Platycheirus podagratus

Scientific classification
- Kingdom: Animalia
- Phylum: Arthropoda
- Clade: Pancrustacea
- Class: Insecta
- Order: Diptera
- Family: Syrphidae
- Genus: Platycheirus
- Subgenus: Platycheirus
- Species: P. podagratus
- Binomial name: Platycheirus podagratus (Zetterstedt, 1838)

= Platycheirus podagratus =

- Genus: Platycheirus
- Species: podagratus
- Authority: (Zetterstedt, 1838)

Species of fly

Platycheirus podagratus is a species of hoverfly. It is found in the Holarctic.

==Description==
Tibiae 1 is strongly and rapidly broadened on the apical third (slightly narrower apically than preapically). Leg 3 is black with a yellow knee. The abdomen is slender.

See references for determination.

==Distribution==
Palearctic: Fennoscandia south to the Pyrenees, Ireland eastward through Northern Europe and mountainous parts of Central Europe into Russia and on to Southeast Siberia. Nearctic: Alberta and Ontario.

==Biology==
Habitat: Fen, margins of lakes, rivers and brooks in unimproved grassland, taiga and moor; unimproved montane and alpine grassland.
It flies from the end of May to mid-August.

********

» Exercise set
A. In the article on Platycheirus podagratus, during which months does the species fly?
B. Rewrite the paragraph beginning "Palearctic: Fennoscandia" from the article on Platycheirus podagratus as a short list.

» Listed entries
********

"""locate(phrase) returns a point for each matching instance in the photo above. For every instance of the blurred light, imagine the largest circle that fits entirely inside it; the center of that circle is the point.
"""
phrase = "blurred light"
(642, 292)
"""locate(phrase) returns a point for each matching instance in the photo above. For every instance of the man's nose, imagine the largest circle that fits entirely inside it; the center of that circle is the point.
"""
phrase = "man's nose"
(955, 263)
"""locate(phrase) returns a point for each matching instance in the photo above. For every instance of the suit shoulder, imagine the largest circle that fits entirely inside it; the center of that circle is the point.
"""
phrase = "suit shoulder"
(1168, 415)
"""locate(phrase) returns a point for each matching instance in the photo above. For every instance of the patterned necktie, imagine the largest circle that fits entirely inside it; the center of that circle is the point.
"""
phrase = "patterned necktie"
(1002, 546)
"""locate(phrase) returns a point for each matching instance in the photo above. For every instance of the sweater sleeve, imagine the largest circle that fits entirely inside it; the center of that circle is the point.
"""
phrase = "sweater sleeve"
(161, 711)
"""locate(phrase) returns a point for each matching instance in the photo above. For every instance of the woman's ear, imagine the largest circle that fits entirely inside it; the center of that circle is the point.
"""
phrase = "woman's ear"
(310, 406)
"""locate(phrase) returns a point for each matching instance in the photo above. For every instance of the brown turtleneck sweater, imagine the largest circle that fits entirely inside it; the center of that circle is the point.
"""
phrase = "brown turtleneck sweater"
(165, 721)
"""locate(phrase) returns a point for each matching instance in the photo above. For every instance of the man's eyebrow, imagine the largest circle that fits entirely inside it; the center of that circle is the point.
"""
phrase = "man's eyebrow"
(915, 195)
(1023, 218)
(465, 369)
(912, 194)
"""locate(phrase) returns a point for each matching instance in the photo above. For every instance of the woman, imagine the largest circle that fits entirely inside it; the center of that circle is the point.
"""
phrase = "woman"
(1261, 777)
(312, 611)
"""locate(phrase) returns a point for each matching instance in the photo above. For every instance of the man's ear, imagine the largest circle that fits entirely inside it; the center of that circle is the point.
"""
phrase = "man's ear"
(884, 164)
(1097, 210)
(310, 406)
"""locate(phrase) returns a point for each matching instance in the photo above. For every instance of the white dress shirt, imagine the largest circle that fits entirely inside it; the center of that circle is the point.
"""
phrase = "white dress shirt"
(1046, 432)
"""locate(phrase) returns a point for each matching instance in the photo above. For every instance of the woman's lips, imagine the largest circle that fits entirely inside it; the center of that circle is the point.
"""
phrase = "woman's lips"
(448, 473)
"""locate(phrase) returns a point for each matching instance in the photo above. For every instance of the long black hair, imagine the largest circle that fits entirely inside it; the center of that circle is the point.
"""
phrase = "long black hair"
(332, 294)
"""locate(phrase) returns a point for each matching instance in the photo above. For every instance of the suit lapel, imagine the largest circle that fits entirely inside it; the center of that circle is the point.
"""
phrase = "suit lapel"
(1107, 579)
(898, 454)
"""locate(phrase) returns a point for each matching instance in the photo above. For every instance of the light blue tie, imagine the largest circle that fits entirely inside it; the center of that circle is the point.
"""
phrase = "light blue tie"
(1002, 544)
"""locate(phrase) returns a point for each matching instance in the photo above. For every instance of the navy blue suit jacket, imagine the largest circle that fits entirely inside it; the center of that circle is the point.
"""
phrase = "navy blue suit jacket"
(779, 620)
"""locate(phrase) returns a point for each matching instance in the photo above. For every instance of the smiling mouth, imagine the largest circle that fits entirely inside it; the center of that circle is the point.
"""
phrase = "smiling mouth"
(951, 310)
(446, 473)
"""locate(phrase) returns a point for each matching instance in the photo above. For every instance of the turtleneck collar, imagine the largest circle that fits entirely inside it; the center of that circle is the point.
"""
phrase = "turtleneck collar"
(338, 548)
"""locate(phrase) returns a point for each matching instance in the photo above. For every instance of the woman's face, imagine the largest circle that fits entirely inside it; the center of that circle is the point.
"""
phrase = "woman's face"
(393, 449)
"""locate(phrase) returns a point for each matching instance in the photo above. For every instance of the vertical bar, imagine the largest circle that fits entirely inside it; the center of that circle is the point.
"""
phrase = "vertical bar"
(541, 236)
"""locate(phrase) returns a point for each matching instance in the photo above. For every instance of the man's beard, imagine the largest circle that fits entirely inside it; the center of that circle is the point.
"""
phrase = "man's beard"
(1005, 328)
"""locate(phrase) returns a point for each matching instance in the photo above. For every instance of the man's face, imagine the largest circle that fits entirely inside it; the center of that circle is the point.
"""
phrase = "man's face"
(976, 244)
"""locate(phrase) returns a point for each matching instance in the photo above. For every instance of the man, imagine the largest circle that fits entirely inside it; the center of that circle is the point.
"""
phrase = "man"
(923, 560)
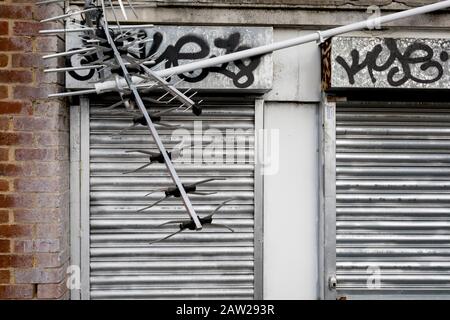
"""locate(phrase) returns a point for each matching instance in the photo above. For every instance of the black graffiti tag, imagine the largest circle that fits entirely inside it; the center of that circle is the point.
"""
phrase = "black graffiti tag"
(242, 75)
(406, 60)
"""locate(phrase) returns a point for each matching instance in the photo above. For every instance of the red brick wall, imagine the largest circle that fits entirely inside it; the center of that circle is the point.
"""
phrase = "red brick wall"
(34, 166)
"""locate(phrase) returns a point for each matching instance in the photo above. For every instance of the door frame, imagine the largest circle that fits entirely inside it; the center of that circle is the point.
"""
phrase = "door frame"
(80, 197)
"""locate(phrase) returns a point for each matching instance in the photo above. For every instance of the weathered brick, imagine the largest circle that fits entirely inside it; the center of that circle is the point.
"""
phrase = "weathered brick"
(11, 138)
(4, 60)
(15, 170)
(3, 92)
(38, 245)
(55, 78)
(16, 44)
(49, 44)
(52, 168)
(15, 107)
(16, 231)
(16, 261)
(41, 92)
(51, 260)
(55, 275)
(35, 154)
(49, 230)
(35, 124)
(49, 108)
(36, 185)
(51, 291)
(14, 76)
(16, 291)
(5, 246)
(51, 200)
(16, 200)
(4, 185)
(4, 154)
(36, 215)
(5, 276)
(15, 12)
(4, 124)
(4, 216)
(4, 28)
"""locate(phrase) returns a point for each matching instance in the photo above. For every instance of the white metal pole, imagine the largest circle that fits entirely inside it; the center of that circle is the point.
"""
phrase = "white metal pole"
(316, 36)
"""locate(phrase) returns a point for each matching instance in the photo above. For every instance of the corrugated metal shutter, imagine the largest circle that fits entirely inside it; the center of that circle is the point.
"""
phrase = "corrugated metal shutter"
(393, 200)
(213, 263)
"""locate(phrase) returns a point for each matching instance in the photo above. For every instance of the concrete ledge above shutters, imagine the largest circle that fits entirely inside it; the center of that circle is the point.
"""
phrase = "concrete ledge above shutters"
(393, 200)
(211, 264)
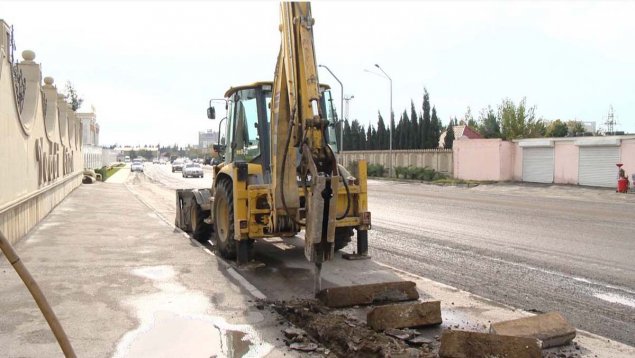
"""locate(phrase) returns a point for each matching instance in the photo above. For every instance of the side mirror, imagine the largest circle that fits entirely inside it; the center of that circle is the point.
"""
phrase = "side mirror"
(211, 113)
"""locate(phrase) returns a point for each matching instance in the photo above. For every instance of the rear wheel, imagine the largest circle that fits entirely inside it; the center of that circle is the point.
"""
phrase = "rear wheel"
(342, 237)
(224, 220)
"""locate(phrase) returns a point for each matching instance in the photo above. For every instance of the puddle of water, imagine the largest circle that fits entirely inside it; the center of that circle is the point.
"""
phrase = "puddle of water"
(613, 298)
(172, 335)
(175, 322)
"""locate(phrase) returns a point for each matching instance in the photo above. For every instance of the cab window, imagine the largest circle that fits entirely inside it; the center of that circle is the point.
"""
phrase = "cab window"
(245, 141)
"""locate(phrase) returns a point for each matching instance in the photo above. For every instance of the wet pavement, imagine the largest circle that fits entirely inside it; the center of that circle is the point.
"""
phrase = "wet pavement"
(124, 283)
(407, 246)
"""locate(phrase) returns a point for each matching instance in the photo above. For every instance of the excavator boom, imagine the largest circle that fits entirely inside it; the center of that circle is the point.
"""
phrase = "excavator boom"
(299, 128)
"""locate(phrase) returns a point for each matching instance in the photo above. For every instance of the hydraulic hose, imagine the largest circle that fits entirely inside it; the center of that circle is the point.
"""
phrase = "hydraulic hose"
(38, 296)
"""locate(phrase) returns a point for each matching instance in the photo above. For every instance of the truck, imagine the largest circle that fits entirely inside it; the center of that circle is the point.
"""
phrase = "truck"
(280, 173)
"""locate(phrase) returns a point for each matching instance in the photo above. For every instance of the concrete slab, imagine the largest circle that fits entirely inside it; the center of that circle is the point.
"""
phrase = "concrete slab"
(552, 329)
(347, 296)
(464, 344)
(405, 315)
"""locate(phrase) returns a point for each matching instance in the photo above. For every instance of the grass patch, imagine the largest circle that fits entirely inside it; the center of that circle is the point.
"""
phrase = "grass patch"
(107, 172)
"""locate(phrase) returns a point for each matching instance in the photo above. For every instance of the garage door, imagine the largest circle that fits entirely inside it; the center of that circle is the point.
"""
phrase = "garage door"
(538, 165)
(597, 166)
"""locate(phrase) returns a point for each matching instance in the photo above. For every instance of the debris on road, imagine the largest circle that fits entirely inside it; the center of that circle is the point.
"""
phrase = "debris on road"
(405, 315)
(461, 344)
(343, 335)
(347, 296)
(305, 347)
(552, 329)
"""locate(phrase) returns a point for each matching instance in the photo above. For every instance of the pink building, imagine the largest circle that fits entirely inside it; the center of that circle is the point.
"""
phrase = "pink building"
(571, 160)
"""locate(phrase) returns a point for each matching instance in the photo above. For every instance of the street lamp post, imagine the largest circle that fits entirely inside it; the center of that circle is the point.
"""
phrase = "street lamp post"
(341, 106)
(389, 121)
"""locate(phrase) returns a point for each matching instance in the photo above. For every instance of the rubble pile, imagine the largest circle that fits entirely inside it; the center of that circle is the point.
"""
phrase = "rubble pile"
(342, 335)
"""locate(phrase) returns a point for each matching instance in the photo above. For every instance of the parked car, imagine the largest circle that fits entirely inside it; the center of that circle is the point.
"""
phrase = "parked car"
(177, 165)
(193, 170)
(137, 166)
(216, 160)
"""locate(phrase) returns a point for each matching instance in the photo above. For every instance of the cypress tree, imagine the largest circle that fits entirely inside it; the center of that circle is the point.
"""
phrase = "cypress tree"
(435, 129)
(381, 133)
(413, 132)
(405, 135)
(449, 137)
(425, 130)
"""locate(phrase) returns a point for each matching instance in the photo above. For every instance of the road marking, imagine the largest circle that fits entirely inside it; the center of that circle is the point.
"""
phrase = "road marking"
(614, 298)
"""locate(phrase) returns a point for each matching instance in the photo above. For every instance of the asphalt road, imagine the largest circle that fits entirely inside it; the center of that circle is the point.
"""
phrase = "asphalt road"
(536, 248)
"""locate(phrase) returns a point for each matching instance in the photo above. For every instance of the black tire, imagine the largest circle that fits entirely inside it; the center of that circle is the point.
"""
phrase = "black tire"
(201, 230)
(224, 220)
(342, 237)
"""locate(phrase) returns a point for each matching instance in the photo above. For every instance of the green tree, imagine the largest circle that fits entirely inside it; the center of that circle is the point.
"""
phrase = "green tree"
(435, 129)
(425, 124)
(519, 121)
(348, 135)
(382, 135)
(355, 129)
(448, 142)
(414, 142)
(489, 126)
(557, 128)
(391, 132)
(373, 138)
(403, 132)
(469, 120)
(72, 97)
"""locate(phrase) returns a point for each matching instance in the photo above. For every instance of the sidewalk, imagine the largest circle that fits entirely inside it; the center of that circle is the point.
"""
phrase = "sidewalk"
(124, 283)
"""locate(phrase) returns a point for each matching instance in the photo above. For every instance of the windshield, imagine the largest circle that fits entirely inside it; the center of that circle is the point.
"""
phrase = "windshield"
(331, 116)
(246, 139)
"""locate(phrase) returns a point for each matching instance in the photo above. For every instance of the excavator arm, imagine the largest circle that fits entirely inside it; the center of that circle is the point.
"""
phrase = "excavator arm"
(299, 149)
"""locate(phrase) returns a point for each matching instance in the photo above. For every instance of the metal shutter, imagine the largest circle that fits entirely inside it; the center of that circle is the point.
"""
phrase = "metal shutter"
(597, 166)
(538, 164)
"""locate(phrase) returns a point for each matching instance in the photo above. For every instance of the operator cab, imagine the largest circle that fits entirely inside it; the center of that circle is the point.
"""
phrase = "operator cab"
(245, 136)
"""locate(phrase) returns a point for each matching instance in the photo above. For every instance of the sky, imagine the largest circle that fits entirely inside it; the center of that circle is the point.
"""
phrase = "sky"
(149, 68)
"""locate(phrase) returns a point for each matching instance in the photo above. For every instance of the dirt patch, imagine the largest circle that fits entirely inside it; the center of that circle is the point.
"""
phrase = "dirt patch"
(344, 336)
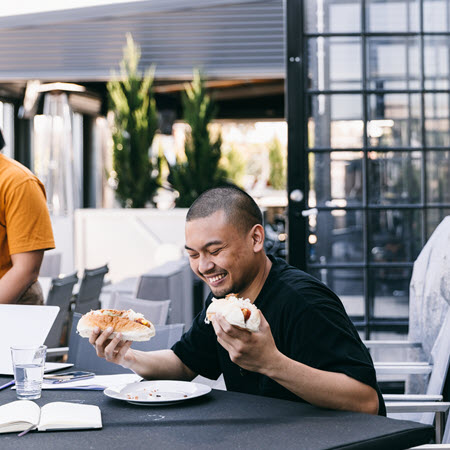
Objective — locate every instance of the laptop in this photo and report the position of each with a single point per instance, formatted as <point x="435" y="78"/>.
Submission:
<point x="25" y="325"/>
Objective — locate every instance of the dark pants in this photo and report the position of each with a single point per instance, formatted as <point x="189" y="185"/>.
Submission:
<point x="32" y="296"/>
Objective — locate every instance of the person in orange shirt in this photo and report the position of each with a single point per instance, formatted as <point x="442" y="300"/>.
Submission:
<point x="25" y="232"/>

********

» Answers in order
A. From the end of May to mid-August.

B.
- Palearctic: Fennoscandia south to the Pyrenees, and Ireland east through Northern Europe and the mountains of Central Europe into Russia and Southeast Siberia
- Nearctic: Alberta and Ontario